* _EXCERPT TO READ_:
* START *

Minister of Petroleum and Natural Resources
- In office 14 August 1974 – 5 July 1977
- President: Fazal Ilahi Chaudhry
- Prime Minister: Zulfikar Ali Bhutto
- Preceded by: VAdm SM Ahsan
- Succeeded by: Lt. Gen. Yaqub Khan

Personal details
- Born: Muhamad Yusuf Khan Khattak 18 November 1917 Oghi District, Mansehra, NWFP, British Indian Empire (Present-day Pakistan)
- Died: 29 July 1991 (aged 73) Islamabad, Pakistan
- Citizenship: British Subject (1917–47) Pakistan (1947–91)
- Party: Pakistan Peoples Party
- Other political affiliations: Muslim League
- Relations: Aslam Khattak (brother) Habibullah Khan (brother) Mehr-un-Nisa (sister)
- Alma mater: Government College University Oxford University
- Occupation: Politician
- Cabinet: Z.A. Bhutto Government

= Yusuf Khattak =

Pakistani politician and Federal Minister

Muhamad Yusuf Khan Khattak (18 November 1917 – 29 July 1991) was a Pakistani politician, left-wing intellectual, lawyer, and noted Pakistan Movement activist from Khyber Pakhtunkhwa.

* END *

* _PROBLEM STATEMENT_:
Answer these questions using the Yusuf Khattak biography above:
1. Who held the post of Minister of Petroleum and Natural Resources before him?
2. In what city did he die?
3. Which party is listed as his party?

(Excerpts of location labeling data)
* START *

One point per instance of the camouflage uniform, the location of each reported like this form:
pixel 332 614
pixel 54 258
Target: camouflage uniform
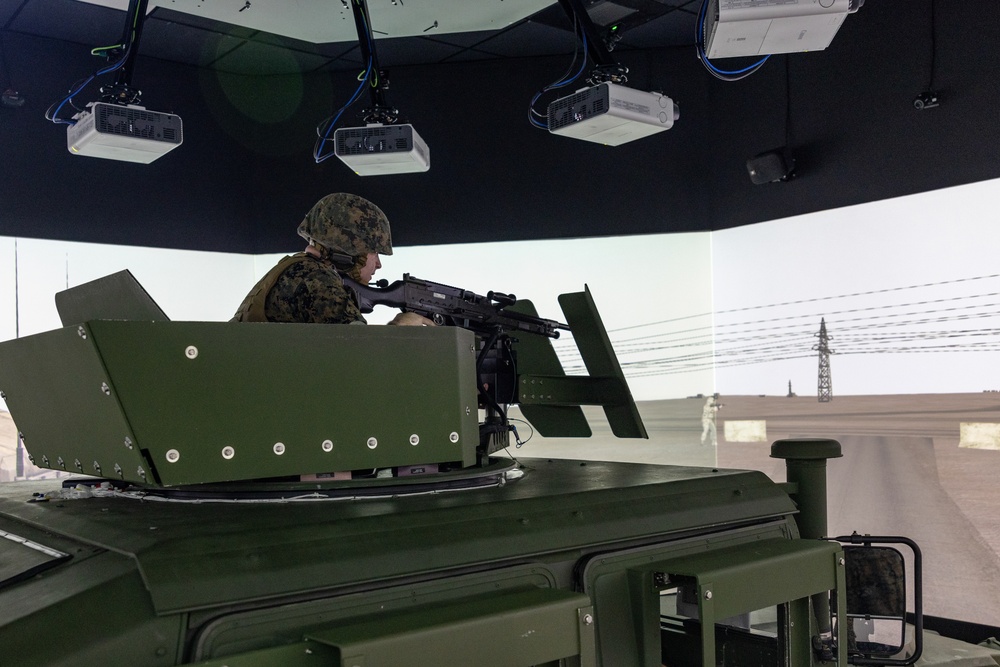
pixel 309 289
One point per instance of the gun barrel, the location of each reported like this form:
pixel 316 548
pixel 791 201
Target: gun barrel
pixel 452 305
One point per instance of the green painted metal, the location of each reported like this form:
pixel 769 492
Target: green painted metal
pixel 515 629
pixel 301 654
pixel 805 469
pixel 752 576
pixel 536 359
pixel 250 630
pixel 570 390
pixel 57 385
pixel 198 402
pixel 599 357
pixel 622 586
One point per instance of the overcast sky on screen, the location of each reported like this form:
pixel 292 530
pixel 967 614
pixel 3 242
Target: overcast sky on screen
pixel 908 289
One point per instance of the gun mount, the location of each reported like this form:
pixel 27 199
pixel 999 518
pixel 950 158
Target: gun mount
pixel 164 403
pixel 244 559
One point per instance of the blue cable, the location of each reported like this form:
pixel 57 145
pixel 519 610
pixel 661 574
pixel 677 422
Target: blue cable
pixel 700 43
pixel 318 155
pixel 54 117
pixel 558 84
pixel 318 151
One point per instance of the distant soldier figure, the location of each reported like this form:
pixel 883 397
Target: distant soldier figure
pixel 345 234
pixel 708 413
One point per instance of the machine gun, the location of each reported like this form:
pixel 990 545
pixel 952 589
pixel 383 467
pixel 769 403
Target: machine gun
pixel 442 304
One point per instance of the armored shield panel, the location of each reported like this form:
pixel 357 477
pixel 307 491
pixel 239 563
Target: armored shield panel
pixel 177 403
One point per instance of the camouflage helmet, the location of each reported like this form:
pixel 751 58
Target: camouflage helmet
pixel 348 224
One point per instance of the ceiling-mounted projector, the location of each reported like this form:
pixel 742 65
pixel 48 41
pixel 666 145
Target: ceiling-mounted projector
pixel 611 114
pixel 128 133
pixel 740 28
pixel 382 149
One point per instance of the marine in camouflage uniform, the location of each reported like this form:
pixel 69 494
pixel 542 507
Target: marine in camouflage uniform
pixel 343 230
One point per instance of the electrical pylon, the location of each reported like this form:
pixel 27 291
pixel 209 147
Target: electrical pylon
pixel 825 388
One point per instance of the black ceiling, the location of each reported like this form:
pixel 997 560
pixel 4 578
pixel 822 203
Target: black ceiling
pixel 251 102
pixel 189 39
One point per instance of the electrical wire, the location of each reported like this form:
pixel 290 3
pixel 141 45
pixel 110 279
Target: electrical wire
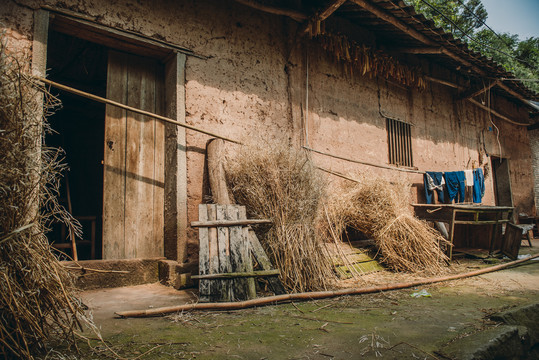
pixel 482 22
pixel 492 122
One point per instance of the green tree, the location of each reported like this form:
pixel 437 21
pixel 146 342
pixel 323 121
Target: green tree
pixel 466 20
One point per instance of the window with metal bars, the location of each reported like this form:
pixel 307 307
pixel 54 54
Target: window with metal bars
pixel 399 140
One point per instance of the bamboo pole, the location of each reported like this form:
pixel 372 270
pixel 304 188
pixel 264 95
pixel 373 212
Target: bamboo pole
pixel 214 223
pixel 129 108
pixel 312 295
pixel 234 275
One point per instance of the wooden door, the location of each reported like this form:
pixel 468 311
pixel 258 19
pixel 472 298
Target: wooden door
pixel 502 181
pixel 133 184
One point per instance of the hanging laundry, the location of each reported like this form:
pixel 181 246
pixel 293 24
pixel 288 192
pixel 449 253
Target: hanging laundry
pixel 468 174
pixel 478 186
pixel 434 181
pixel 456 185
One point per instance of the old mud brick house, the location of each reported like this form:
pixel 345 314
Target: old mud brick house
pixel 363 80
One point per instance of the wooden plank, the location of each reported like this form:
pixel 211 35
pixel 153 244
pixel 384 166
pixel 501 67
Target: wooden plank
pixel 512 241
pixel 158 186
pixel 236 233
pixel 216 171
pixel 235 275
pixel 136 222
pixel 262 258
pixel 223 240
pixel 229 222
pixel 203 255
pixel 245 262
pixel 213 253
pixel 114 161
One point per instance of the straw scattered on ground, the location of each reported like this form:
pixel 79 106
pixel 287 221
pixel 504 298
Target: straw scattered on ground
pixel 380 210
pixel 280 183
pixel 37 303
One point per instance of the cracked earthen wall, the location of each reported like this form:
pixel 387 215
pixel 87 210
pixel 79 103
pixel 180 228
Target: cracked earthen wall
pixel 252 85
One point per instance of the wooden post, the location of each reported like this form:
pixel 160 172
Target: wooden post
pixel 216 171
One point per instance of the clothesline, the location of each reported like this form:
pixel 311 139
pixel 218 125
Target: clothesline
pixel 453 185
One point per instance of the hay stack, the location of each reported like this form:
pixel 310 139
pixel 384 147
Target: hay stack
pixel 280 183
pixel 36 300
pixel 381 211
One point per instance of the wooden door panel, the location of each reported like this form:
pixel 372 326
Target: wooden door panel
pixel 136 200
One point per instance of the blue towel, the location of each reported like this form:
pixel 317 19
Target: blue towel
pixel 437 178
pixel 478 186
pixel 456 185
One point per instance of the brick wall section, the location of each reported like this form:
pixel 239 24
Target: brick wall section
pixel 534 141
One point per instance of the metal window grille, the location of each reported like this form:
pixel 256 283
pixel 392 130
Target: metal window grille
pixel 399 140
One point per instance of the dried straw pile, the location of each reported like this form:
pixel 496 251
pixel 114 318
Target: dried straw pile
pixel 380 210
pixel 280 183
pixel 36 301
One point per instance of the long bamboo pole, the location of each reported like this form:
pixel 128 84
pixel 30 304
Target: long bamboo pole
pixel 312 295
pixel 129 108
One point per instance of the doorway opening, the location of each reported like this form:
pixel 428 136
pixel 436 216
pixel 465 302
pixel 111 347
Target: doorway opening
pixel 79 130
pixel 502 181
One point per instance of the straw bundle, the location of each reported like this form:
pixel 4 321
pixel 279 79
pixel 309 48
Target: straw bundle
pixel 380 210
pixel 280 183
pixel 36 300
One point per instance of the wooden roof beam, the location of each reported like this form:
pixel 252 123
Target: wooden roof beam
pixel 470 94
pixel 296 15
pixel 418 50
pixel 383 14
pixel 322 15
pixel 495 113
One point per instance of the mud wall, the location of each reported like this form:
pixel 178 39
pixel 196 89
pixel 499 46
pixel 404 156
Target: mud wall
pixel 253 85
pixel 534 141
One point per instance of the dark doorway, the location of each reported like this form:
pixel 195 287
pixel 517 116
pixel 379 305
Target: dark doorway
pixel 502 181
pixel 79 130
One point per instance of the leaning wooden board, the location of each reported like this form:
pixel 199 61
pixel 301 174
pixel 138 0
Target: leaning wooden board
pixel 224 249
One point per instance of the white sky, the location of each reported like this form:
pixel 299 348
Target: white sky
pixel 520 17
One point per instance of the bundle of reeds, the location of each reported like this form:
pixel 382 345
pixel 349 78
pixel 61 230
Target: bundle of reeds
pixel 380 209
pixel 277 182
pixel 36 298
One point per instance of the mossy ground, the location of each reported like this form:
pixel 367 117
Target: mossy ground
pixel 392 324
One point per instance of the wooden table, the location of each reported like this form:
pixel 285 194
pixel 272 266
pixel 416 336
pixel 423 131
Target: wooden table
pixel 465 214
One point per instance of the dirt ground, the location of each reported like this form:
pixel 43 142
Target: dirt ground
pixel 391 325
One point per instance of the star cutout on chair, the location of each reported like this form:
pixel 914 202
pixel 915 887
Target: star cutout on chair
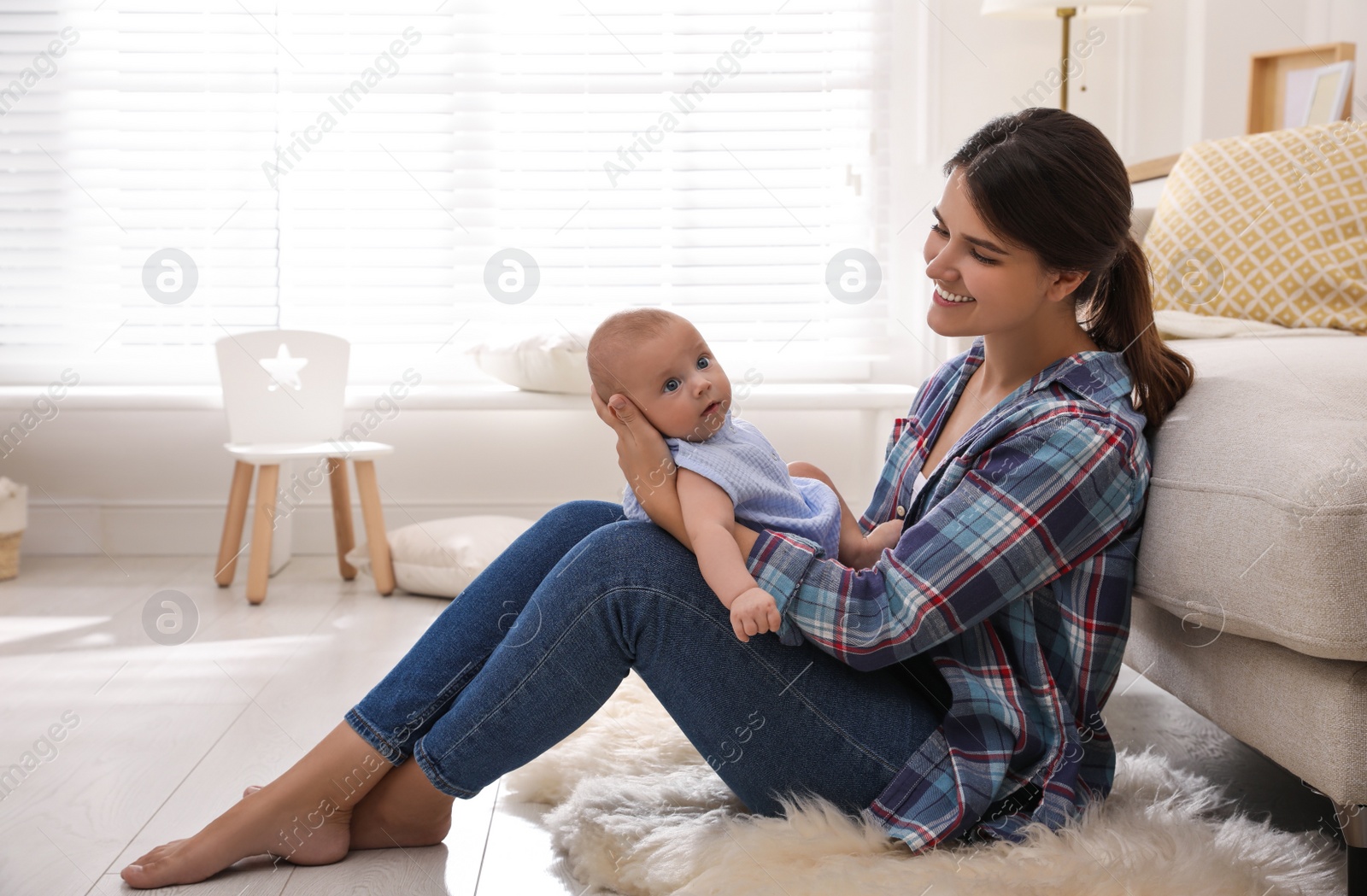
pixel 284 369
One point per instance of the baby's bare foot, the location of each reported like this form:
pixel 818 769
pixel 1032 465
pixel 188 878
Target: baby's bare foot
pixel 314 834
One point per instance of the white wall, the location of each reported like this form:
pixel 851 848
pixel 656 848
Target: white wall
pixel 145 480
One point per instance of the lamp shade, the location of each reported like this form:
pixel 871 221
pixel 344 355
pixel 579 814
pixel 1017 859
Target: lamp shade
pixel 1036 9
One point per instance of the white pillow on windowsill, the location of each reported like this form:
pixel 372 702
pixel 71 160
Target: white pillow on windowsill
pixel 442 556
pixel 539 362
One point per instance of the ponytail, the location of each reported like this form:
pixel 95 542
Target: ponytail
pixel 1120 317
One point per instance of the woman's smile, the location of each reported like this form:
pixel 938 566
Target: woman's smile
pixel 945 296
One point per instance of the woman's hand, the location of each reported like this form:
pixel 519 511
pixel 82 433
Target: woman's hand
pixel 646 462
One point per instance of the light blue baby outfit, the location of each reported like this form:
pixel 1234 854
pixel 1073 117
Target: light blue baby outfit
pixel 744 463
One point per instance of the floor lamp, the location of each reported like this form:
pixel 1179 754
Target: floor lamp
pixel 1036 9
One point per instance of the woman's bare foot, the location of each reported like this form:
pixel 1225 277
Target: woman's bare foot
pixel 402 811
pixel 298 832
pixel 302 817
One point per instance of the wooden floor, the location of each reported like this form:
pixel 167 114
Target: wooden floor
pixel 161 738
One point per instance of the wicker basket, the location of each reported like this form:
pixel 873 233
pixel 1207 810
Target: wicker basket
pixel 10 555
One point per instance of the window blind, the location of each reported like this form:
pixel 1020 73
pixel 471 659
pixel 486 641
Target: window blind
pixel 403 173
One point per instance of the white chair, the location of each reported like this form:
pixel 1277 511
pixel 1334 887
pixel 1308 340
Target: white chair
pixel 284 392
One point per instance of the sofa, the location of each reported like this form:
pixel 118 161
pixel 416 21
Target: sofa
pixel 1251 579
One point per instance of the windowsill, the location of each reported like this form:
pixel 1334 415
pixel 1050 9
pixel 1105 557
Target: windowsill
pixel 465 398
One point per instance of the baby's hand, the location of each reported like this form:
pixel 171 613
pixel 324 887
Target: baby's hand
pixel 885 536
pixel 754 612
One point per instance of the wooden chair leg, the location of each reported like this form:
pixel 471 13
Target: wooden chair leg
pixel 1352 821
pixel 375 536
pixel 259 569
pixel 342 515
pixel 232 544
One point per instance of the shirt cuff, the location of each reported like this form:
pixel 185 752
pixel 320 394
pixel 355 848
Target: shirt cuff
pixel 778 562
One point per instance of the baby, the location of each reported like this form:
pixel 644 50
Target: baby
pixel 726 469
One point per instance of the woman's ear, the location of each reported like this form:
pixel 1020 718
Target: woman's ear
pixel 1064 284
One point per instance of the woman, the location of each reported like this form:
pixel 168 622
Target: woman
pixel 953 690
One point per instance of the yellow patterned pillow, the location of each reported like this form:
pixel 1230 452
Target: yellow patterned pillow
pixel 1266 227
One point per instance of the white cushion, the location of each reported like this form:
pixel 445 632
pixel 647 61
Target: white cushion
pixel 1257 514
pixel 551 360
pixel 442 556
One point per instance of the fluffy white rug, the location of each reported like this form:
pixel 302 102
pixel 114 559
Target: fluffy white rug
pixel 637 809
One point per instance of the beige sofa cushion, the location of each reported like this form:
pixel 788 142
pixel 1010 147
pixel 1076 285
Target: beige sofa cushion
pixel 1257 515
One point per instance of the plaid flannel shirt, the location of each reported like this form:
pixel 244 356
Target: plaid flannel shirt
pixel 1012 579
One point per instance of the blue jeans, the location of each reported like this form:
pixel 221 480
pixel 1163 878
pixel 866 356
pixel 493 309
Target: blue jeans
pixel 544 635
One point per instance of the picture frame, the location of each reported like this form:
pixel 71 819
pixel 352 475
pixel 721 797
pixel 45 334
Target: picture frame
pixel 1278 75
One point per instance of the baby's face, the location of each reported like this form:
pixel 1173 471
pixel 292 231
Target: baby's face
pixel 677 384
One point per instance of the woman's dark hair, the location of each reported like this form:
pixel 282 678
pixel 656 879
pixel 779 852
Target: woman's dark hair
pixel 1050 182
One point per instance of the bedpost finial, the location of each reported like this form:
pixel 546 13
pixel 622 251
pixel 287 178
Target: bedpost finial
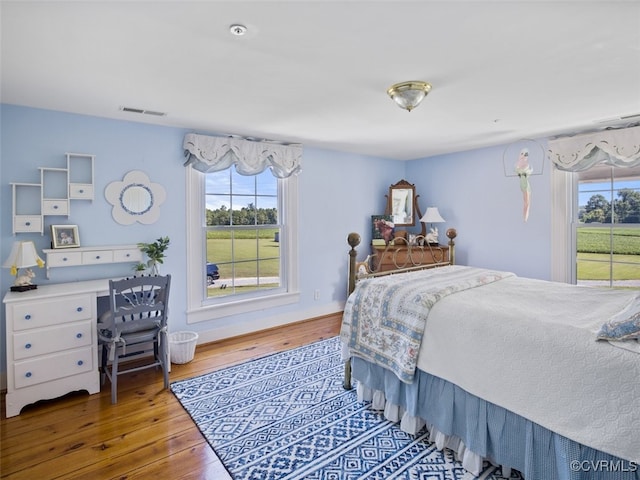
pixel 353 239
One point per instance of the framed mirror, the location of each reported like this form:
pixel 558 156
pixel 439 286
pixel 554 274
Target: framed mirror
pixel 402 204
pixel 135 199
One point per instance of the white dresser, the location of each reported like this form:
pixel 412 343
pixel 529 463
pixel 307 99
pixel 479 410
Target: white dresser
pixel 51 342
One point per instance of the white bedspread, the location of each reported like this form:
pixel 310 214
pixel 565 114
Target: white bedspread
pixel 529 346
pixel 385 317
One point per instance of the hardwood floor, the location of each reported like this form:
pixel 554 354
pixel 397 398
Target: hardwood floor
pixel 147 434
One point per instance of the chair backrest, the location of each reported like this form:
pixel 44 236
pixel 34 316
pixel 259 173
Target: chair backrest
pixel 139 298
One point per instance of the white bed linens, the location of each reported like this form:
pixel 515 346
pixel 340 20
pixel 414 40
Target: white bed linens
pixel 385 317
pixel 530 346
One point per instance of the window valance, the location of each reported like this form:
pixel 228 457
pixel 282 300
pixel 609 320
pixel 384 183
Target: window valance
pixel 616 147
pixel 211 154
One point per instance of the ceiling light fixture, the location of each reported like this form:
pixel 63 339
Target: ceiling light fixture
pixel 408 95
pixel 238 29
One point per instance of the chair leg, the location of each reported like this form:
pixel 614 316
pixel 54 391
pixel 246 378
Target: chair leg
pixel 103 365
pixel 165 364
pixel 114 378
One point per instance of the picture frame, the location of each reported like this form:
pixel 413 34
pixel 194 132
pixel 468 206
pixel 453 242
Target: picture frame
pixel 381 236
pixel 65 236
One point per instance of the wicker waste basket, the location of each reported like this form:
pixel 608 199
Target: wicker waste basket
pixel 182 346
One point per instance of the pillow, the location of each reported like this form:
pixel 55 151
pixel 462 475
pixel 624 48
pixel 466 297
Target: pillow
pixel 624 325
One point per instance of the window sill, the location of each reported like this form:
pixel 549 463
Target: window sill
pixel 211 312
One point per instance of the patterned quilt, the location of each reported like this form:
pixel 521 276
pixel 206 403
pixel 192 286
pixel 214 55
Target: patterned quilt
pixel 385 317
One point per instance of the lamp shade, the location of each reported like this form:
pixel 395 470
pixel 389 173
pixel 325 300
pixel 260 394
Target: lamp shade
pixel 408 95
pixel 432 215
pixel 23 255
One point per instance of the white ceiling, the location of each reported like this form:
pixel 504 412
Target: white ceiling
pixel 316 72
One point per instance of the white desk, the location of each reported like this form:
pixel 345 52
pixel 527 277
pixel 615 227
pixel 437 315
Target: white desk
pixel 52 346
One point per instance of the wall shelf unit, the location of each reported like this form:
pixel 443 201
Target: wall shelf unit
pixel 52 196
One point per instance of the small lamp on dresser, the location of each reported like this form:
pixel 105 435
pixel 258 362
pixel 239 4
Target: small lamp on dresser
pixel 23 255
pixel 432 215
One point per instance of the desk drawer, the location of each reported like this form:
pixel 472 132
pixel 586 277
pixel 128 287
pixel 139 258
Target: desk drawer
pixel 34 342
pixel 53 312
pixel 97 256
pixel 67 258
pixel 51 367
pixel 127 255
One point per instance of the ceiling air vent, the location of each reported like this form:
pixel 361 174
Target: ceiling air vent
pixel 142 111
pixel 635 116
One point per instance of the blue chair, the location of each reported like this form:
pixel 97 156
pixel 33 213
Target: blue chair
pixel 135 325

* END *

* _EXERCISE OUTPUT_:
1. VAdm SM Ahsan
2. Islamabad, Pakistan
3. Pakistan Peoples Party